PROBLEM TO WORK ON: Show each line of the records below where the word "kindly" occurs.

Saved entries
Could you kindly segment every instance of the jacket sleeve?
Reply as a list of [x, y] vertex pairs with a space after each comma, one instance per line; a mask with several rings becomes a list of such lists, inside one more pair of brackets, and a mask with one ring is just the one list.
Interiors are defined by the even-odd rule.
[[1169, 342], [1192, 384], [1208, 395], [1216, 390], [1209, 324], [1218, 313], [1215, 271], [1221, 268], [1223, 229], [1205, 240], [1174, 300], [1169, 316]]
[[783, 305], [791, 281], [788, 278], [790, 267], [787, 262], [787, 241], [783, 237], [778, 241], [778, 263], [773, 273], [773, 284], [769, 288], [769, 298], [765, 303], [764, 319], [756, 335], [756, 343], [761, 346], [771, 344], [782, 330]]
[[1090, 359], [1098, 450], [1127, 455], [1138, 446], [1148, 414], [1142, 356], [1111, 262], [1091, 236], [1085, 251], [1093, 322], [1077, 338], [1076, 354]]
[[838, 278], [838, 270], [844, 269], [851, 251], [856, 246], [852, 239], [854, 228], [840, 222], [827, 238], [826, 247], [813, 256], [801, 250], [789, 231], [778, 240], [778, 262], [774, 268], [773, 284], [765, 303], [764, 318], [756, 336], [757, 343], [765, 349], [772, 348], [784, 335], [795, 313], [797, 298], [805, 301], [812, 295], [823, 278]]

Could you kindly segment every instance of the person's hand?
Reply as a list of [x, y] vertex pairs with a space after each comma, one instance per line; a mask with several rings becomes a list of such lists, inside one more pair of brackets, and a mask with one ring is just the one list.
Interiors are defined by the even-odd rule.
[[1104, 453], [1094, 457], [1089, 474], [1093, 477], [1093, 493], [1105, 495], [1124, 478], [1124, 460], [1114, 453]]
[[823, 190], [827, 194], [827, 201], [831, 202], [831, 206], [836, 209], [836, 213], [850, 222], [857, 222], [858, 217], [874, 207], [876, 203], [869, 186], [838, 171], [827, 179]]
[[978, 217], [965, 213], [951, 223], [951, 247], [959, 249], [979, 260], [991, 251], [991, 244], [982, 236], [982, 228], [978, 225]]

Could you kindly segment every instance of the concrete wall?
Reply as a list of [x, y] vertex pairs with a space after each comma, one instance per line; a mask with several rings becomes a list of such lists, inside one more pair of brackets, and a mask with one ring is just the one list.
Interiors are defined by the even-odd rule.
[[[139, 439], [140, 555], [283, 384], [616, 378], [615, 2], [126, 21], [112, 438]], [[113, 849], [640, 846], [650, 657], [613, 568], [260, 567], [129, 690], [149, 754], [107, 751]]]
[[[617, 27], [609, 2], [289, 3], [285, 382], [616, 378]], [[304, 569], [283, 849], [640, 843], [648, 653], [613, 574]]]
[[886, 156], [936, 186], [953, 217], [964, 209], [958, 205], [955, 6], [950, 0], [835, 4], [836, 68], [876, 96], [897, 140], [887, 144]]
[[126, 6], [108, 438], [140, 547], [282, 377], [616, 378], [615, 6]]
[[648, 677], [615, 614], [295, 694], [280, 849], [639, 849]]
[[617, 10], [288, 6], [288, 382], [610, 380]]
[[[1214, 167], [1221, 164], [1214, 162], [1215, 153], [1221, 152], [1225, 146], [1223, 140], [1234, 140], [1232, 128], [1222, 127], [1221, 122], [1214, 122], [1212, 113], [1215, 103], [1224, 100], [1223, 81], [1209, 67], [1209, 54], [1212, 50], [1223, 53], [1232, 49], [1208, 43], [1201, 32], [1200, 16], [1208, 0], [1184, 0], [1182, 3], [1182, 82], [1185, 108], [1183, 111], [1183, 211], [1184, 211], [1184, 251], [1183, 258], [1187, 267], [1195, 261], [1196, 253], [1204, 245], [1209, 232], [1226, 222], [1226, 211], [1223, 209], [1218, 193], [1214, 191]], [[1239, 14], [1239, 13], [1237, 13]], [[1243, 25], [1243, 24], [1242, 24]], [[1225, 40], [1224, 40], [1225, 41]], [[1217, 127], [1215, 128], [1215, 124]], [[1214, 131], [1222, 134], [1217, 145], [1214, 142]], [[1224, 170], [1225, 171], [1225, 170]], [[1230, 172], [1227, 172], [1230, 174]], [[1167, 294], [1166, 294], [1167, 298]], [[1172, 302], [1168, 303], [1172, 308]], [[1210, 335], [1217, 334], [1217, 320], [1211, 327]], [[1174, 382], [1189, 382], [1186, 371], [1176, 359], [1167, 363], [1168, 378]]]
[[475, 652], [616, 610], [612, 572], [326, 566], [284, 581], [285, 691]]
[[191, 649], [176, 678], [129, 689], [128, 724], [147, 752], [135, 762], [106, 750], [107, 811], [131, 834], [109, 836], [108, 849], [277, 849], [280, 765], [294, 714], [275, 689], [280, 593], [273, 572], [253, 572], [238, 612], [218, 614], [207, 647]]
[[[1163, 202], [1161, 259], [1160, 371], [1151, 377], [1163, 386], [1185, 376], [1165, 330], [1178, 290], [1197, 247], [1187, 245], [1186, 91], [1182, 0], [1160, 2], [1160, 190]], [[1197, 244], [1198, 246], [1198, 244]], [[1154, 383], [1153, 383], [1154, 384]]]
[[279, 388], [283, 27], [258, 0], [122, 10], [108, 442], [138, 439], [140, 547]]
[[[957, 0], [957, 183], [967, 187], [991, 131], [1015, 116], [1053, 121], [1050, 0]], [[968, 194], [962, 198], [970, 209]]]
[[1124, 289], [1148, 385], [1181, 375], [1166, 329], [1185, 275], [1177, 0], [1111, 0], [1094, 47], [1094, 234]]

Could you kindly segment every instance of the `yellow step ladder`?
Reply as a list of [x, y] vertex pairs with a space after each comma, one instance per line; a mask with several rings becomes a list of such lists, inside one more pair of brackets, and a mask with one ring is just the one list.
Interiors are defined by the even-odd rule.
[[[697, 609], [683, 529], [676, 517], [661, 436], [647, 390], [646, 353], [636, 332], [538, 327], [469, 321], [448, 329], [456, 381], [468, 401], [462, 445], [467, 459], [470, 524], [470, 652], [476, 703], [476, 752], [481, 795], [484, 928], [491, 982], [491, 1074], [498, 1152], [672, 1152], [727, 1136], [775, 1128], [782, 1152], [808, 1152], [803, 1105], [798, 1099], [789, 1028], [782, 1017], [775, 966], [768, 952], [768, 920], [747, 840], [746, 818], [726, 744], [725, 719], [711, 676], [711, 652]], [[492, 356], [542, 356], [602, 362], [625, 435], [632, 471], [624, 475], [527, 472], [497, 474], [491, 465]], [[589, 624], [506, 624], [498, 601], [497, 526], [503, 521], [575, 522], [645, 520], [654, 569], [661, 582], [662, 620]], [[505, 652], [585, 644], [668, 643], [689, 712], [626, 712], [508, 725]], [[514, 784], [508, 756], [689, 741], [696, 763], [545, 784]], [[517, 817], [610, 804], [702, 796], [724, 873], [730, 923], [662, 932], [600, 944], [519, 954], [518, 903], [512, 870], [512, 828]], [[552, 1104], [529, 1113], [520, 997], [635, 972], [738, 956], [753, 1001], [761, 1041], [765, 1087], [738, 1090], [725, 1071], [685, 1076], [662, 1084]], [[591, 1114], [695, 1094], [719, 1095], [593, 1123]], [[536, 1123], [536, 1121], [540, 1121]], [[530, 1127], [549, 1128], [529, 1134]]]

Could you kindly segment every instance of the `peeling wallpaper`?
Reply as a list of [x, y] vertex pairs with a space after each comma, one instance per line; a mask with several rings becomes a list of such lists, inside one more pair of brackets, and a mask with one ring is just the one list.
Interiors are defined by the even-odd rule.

SOLUTION FOR THIS PROBLEM:
Could you kindly segment every instance of the jacket sleeve?
Could you kindly segment every instance of the person's hand?
Could you kindly segment every instance of the concrete wall?
Could you kindly segment every instance of the `yellow step ladder`?
Could you kindly segment every instance of the `peeling wallpaper`?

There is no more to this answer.